** start **
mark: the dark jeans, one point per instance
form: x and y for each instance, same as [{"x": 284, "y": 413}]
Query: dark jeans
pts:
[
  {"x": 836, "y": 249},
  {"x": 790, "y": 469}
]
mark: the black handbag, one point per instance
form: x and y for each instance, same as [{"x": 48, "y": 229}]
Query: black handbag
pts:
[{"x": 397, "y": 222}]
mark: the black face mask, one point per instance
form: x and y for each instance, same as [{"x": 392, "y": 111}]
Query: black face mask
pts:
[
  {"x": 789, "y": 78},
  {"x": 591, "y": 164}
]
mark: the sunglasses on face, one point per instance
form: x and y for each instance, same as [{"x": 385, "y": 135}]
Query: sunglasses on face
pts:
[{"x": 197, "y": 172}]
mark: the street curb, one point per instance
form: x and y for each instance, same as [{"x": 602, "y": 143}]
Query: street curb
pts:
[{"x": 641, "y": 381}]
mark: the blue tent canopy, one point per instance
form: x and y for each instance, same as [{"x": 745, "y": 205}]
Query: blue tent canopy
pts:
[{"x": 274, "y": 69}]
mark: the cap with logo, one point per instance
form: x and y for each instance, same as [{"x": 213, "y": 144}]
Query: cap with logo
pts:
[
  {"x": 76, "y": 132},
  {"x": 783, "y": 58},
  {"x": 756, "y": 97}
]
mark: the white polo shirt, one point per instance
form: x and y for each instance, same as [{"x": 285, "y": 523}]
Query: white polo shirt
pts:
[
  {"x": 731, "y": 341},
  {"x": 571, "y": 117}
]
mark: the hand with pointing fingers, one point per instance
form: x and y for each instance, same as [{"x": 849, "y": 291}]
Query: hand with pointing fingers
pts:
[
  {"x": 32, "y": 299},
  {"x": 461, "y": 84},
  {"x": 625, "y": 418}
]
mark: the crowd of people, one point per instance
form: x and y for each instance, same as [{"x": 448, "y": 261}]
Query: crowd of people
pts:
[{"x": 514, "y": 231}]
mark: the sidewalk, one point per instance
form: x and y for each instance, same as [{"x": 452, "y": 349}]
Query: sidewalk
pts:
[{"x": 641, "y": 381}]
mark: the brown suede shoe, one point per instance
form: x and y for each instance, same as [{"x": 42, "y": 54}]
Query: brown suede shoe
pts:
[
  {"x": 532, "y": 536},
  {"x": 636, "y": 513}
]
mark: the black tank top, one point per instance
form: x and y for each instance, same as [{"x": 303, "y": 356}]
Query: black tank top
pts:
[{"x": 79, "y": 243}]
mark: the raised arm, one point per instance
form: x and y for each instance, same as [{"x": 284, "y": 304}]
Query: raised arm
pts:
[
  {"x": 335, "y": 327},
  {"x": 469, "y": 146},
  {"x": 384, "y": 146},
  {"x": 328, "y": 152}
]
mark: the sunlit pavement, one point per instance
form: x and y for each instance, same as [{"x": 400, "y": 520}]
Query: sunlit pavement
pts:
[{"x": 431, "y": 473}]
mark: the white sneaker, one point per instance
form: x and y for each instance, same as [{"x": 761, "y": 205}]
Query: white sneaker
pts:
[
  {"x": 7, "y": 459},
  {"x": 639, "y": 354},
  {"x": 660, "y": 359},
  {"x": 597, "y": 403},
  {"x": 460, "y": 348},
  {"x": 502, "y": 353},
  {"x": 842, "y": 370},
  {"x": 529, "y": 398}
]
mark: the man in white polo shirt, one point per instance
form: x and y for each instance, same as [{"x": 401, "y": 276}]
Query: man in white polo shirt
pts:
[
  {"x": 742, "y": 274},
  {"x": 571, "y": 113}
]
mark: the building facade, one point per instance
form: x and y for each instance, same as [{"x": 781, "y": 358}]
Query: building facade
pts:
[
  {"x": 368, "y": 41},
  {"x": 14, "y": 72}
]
** end **
> [EXERCISE BRIEF]
Turn everything from the line containing "mark: the building" down to the end of the data above into a JSON list of strings, with one string per line and blank lines left out.

> [SOLUTION BELOW]
[
  "mark: the building facade, one point per instance",
  "form: x and y for each instance, same as [{\"x\": 781, \"y\": 358}]",
  "Query: building facade",
  "pts:",
  "[",
  "  {\"x\": 368, \"y\": 41},",
  "  {\"x\": 14, \"y\": 72}",
  "]"
]